§ **Material to process**:
"""

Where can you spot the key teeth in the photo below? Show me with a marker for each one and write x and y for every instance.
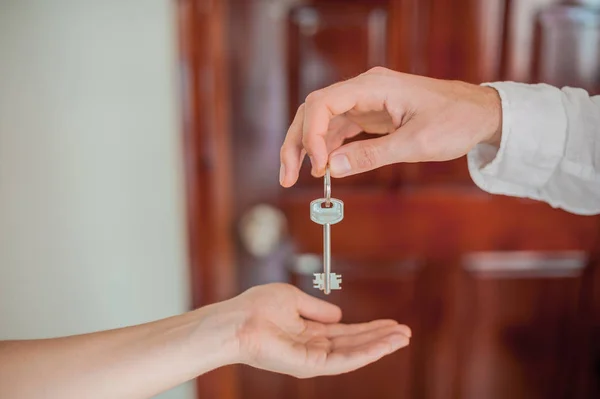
(335, 282)
(319, 282)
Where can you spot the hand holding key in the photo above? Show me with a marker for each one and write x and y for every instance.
(412, 119)
(327, 211)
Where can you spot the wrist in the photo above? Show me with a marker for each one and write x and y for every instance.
(216, 337)
(492, 107)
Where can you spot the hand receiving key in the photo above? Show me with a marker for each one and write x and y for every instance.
(327, 211)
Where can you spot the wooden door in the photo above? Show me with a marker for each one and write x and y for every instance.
(501, 293)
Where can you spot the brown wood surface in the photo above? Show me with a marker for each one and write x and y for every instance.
(502, 294)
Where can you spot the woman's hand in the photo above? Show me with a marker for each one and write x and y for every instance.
(281, 329)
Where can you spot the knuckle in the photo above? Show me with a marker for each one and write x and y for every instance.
(368, 156)
(424, 146)
(314, 97)
(377, 70)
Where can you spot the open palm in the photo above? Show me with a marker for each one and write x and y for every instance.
(290, 332)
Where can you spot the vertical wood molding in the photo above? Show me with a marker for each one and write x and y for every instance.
(204, 90)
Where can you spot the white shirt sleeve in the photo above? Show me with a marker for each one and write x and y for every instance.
(550, 148)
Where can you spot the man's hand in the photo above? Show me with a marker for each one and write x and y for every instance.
(415, 119)
(284, 330)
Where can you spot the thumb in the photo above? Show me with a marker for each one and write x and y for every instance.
(362, 156)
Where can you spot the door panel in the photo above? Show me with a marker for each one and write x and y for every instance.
(497, 307)
(520, 309)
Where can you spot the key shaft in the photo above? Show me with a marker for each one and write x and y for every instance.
(327, 257)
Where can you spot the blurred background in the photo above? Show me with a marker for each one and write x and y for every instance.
(139, 164)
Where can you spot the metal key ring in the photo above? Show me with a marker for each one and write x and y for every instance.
(327, 187)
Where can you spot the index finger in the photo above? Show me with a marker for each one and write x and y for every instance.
(320, 107)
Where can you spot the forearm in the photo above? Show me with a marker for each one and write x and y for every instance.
(133, 362)
(548, 148)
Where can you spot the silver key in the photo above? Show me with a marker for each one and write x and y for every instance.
(327, 211)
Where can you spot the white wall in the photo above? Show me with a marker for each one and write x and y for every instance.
(92, 229)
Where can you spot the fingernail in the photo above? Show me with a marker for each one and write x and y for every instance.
(281, 174)
(339, 165)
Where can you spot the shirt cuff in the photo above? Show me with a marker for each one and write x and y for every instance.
(534, 128)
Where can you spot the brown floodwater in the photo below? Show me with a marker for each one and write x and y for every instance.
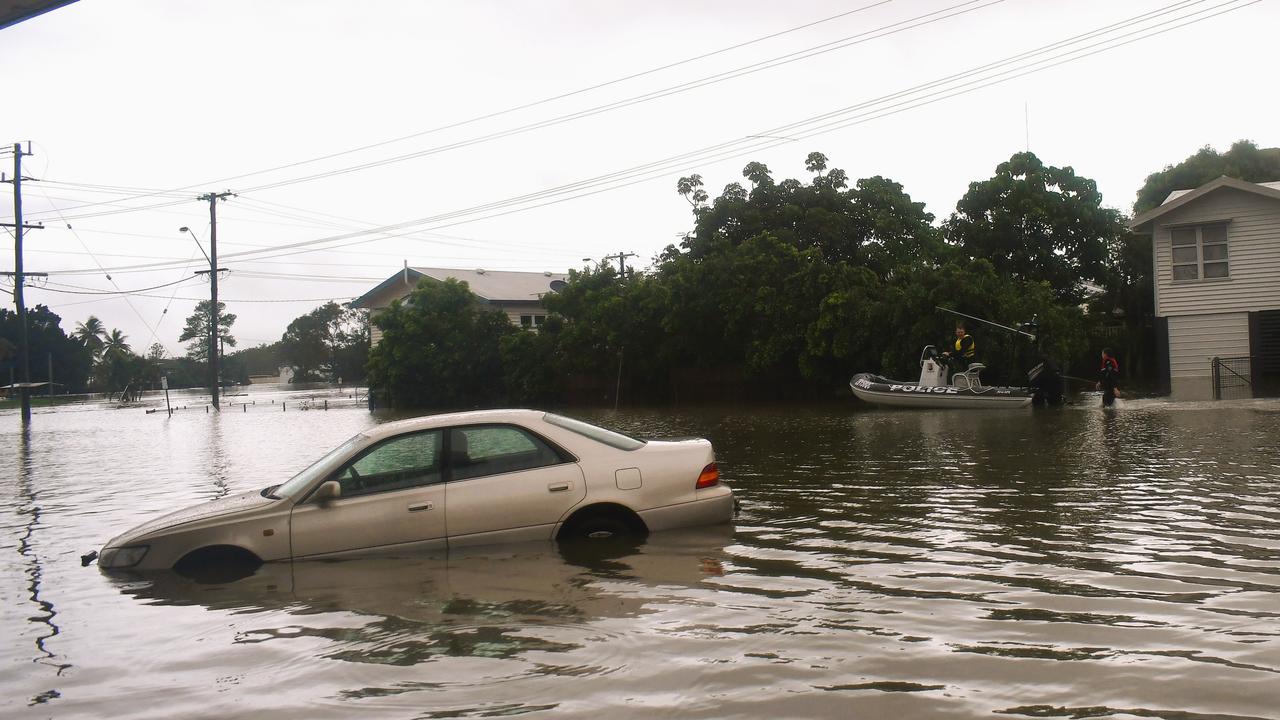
(1073, 563)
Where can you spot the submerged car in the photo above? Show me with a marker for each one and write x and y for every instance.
(440, 482)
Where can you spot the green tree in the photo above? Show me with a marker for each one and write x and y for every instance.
(92, 335)
(1036, 222)
(48, 345)
(439, 349)
(1244, 160)
(197, 331)
(327, 343)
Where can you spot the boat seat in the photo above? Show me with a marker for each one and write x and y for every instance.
(970, 377)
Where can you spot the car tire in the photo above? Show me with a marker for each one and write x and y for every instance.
(600, 527)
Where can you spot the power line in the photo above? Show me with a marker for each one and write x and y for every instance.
(739, 147)
(81, 290)
(883, 31)
(151, 192)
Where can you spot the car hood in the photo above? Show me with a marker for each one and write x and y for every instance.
(224, 506)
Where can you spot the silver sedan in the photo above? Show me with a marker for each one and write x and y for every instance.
(446, 481)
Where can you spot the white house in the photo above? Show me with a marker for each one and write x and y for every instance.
(519, 295)
(1216, 255)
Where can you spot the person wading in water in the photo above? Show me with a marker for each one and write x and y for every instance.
(1109, 378)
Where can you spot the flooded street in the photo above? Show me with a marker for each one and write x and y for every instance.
(1069, 563)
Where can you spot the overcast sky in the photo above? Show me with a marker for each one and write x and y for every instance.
(137, 106)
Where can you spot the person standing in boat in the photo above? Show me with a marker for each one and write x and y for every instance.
(965, 350)
(1109, 378)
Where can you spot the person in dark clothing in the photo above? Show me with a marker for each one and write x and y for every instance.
(965, 351)
(1109, 378)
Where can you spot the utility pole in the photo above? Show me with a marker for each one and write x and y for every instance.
(622, 259)
(214, 315)
(18, 279)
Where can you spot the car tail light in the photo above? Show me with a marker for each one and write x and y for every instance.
(708, 477)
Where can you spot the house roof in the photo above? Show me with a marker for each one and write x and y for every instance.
(1179, 197)
(13, 12)
(493, 286)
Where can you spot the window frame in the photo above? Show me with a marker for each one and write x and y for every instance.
(1198, 245)
(442, 461)
(563, 456)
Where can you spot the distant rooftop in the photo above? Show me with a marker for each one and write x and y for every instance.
(494, 286)
(1178, 194)
(13, 12)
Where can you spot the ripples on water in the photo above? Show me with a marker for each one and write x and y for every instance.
(1060, 564)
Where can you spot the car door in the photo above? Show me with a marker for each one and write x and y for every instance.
(392, 499)
(507, 484)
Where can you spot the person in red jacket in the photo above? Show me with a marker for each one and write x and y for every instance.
(1109, 378)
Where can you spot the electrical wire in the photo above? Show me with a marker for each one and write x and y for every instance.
(883, 31)
(81, 290)
(732, 149)
(149, 192)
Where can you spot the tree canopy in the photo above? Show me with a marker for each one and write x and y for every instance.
(197, 331)
(327, 343)
(1036, 222)
(1244, 160)
(439, 349)
(787, 286)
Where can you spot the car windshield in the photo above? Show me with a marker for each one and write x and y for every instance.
(319, 468)
(594, 432)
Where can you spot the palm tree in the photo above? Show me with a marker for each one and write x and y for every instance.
(114, 345)
(92, 335)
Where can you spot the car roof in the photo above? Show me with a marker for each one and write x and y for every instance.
(469, 418)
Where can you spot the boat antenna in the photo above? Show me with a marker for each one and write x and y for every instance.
(1022, 332)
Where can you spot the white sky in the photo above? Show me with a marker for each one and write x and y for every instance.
(177, 94)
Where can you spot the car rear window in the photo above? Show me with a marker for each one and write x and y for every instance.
(594, 432)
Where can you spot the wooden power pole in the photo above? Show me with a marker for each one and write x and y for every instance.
(214, 315)
(18, 279)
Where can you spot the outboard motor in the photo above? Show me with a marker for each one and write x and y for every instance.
(933, 372)
(1046, 384)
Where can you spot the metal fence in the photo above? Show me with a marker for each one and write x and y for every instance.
(1232, 378)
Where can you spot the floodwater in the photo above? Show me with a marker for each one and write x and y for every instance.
(1072, 563)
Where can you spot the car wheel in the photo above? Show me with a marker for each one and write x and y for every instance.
(602, 527)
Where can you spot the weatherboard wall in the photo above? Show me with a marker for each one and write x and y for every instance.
(1253, 256)
(1194, 341)
(1208, 318)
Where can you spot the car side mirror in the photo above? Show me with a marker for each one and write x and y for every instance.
(328, 490)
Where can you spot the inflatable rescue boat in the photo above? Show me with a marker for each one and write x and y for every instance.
(965, 388)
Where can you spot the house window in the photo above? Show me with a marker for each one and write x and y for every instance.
(1200, 253)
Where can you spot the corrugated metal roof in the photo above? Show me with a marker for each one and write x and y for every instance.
(1178, 194)
(499, 285)
(13, 12)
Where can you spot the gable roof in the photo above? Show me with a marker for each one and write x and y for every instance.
(1179, 197)
(492, 286)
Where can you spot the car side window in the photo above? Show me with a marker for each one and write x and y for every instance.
(398, 463)
(493, 450)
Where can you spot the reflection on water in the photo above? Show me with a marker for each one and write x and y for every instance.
(1060, 564)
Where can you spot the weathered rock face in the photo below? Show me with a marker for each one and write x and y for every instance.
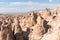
(43, 25)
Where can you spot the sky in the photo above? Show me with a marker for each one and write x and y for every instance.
(16, 6)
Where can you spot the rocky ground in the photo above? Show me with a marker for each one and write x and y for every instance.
(41, 25)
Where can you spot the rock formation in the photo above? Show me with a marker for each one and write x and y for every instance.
(41, 25)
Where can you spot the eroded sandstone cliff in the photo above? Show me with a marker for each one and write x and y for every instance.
(41, 25)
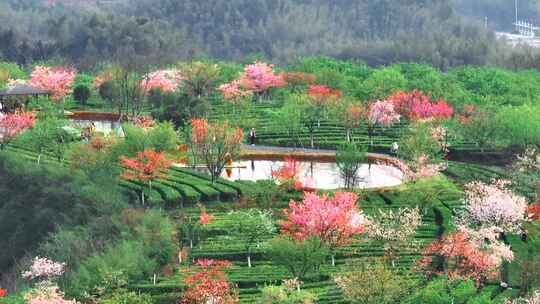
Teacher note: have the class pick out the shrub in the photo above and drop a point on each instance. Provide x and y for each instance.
(107, 91)
(373, 283)
(250, 226)
(349, 159)
(285, 295)
(124, 297)
(300, 258)
(81, 93)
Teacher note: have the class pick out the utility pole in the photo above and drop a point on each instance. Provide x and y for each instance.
(516, 10)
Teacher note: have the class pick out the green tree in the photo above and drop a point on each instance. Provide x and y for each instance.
(373, 283)
(299, 258)
(250, 227)
(81, 93)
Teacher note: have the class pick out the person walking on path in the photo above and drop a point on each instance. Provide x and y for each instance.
(252, 136)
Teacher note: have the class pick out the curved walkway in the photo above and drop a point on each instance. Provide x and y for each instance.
(265, 152)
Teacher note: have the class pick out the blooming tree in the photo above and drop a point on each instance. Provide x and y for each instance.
(489, 205)
(335, 220)
(440, 135)
(13, 124)
(50, 295)
(260, 77)
(164, 80)
(351, 118)
(205, 218)
(57, 81)
(394, 229)
(417, 106)
(529, 161)
(287, 175)
(464, 255)
(43, 268)
(418, 168)
(381, 113)
(478, 124)
(146, 167)
(215, 144)
(209, 285)
(250, 227)
(323, 94)
(298, 80)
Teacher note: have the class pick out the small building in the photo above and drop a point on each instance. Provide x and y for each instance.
(18, 96)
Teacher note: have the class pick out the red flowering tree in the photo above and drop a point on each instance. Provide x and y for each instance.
(233, 92)
(260, 77)
(381, 113)
(146, 167)
(11, 125)
(57, 81)
(287, 175)
(463, 254)
(215, 144)
(416, 105)
(164, 80)
(210, 284)
(323, 93)
(335, 220)
(478, 125)
(493, 205)
(298, 80)
(351, 116)
(534, 212)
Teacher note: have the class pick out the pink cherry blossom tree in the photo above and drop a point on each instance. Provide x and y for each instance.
(43, 268)
(466, 254)
(260, 77)
(234, 92)
(335, 220)
(11, 125)
(416, 105)
(381, 113)
(57, 81)
(394, 230)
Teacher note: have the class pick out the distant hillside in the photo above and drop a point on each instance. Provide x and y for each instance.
(376, 31)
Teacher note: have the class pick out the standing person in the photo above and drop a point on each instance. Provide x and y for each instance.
(394, 149)
(252, 136)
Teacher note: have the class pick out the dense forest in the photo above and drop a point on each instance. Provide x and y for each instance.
(443, 33)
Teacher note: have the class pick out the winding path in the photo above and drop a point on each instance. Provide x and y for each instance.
(259, 151)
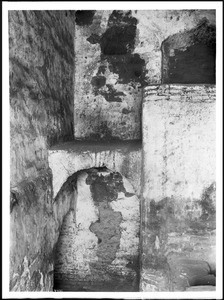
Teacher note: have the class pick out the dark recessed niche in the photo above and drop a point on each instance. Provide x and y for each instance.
(189, 57)
(84, 17)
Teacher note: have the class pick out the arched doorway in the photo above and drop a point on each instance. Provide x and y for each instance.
(98, 246)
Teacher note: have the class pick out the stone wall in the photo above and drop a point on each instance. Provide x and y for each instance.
(65, 159)
(118, 53)
(98, 247)
(178, 208)
(41, 55)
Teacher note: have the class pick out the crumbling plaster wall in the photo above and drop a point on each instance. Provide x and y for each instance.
(41, 56)
(117, 53)
(179, 175)
(98, 247)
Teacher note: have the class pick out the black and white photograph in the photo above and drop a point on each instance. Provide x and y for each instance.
(112, 142)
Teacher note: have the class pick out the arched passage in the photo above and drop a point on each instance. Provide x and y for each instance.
(98, 246)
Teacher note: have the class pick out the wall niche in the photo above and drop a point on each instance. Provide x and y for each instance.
(189, 57)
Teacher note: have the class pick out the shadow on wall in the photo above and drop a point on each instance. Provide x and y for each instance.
(98, 246)
(189, 57)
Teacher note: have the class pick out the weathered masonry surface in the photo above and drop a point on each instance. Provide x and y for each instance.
(98, 248)
(178, 208)
(112, 150)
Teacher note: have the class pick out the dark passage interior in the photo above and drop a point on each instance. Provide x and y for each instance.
(98, 244)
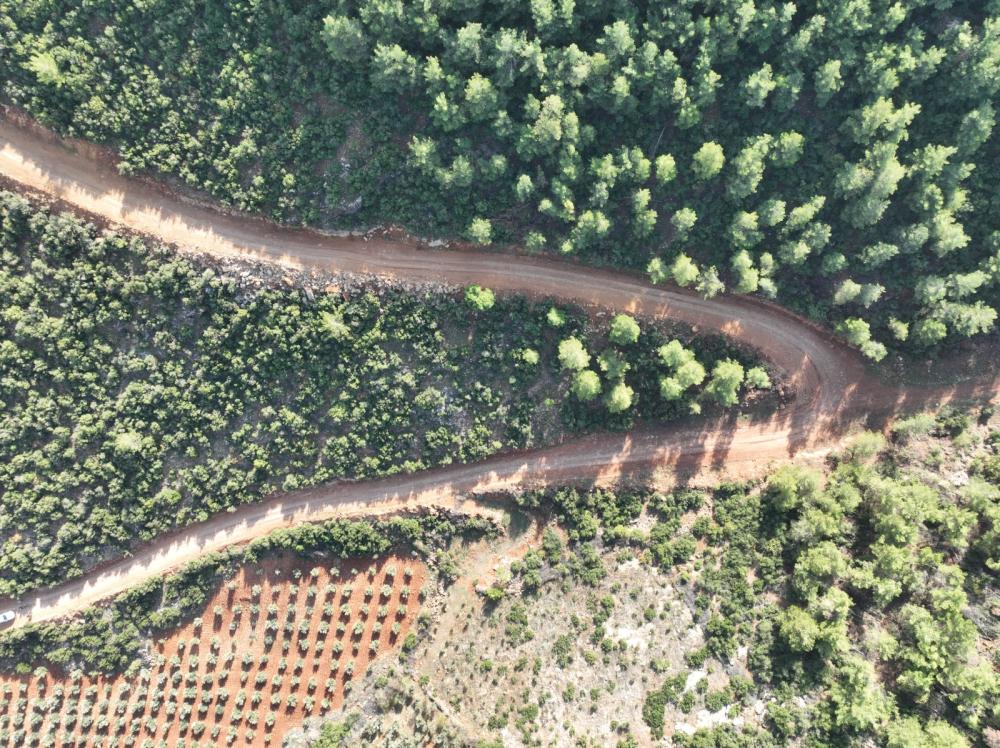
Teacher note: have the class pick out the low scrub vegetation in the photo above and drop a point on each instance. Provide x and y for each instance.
(140, 391)
(852, 605)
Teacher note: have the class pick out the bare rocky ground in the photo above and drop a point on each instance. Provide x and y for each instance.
(535, 670)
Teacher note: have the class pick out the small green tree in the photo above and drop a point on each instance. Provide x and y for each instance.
(479, 298)
(480, 231)
(619, 398)
(572, 354)
(727, 376)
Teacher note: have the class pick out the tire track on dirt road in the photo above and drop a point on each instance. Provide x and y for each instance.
(833, 388)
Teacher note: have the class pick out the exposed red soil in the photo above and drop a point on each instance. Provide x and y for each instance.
(130, 698)
(834, 390)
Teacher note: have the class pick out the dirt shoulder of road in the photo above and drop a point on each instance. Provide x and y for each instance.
(835, 391)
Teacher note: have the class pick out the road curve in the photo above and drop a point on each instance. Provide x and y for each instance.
(832, 385)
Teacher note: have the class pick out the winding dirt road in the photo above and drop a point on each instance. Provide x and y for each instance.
(833, 387)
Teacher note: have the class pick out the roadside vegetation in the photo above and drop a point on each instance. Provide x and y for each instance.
(233, 650)
(835, 155)
(141, 391)
(852, 606)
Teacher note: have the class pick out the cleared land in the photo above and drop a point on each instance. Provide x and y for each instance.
(834, 389)
(277, 644)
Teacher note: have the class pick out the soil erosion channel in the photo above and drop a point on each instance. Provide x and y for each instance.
(832, 386)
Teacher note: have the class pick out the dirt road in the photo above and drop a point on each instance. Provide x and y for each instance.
(833, 387)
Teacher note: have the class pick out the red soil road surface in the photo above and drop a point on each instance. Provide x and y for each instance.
(247, 635)
(833, 388)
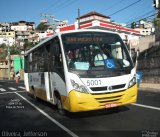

"""

§ **Brief**: Return every line above that contains the word "winding", matching case exactly.

§ **Exercise output**:
Teacher note: have the class pick out the winding path in the photo above and drop a point on each instance. Provide x and y for each instance.
Teacher note: have the class pick out the winding dirt road in the photo above and drop a point on each instance. Provide x and y for each instance.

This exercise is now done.